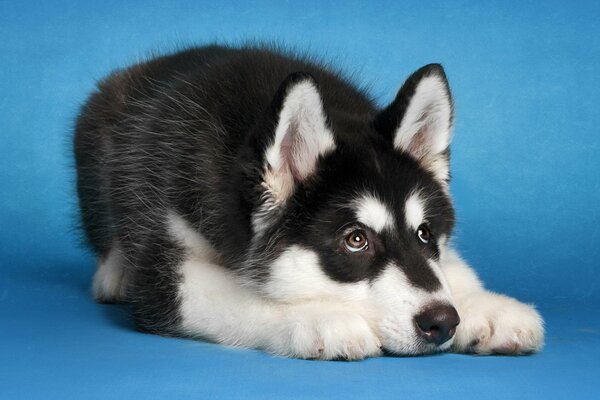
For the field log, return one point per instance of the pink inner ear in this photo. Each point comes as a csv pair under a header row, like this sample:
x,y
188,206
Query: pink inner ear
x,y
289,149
...
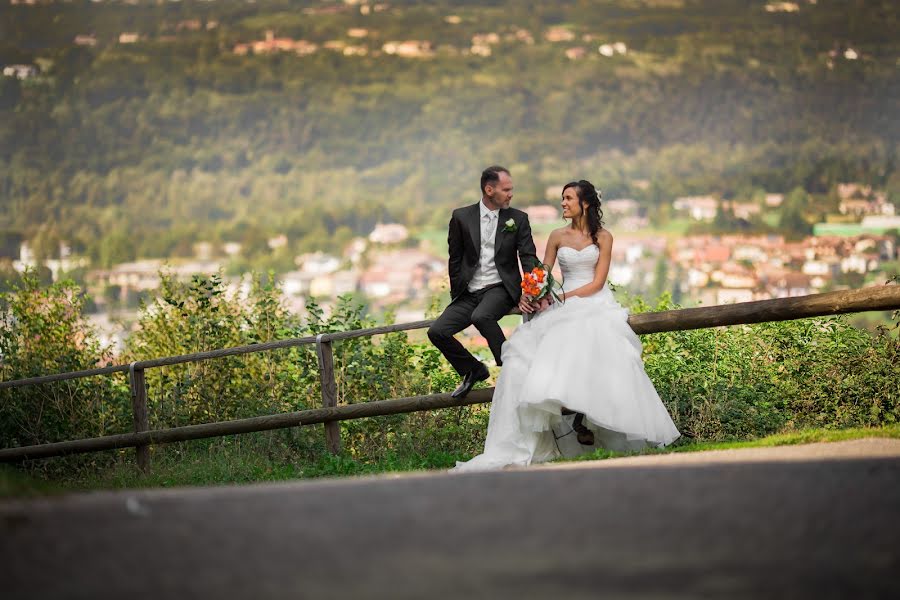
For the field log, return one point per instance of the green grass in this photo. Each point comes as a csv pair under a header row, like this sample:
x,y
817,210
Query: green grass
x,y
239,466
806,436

What is expected: Pull out each line of the rows above that contains the word "like", and copy every such line in full.

The output:
For the field log, return one point per instance of the pink inner ear in this photo. Each point comes as a csv pair under a header row, like this sample:
For the field log, return one point per instance of the green grass in this photo. Each point comes as a csv pair under a header row, like this sample:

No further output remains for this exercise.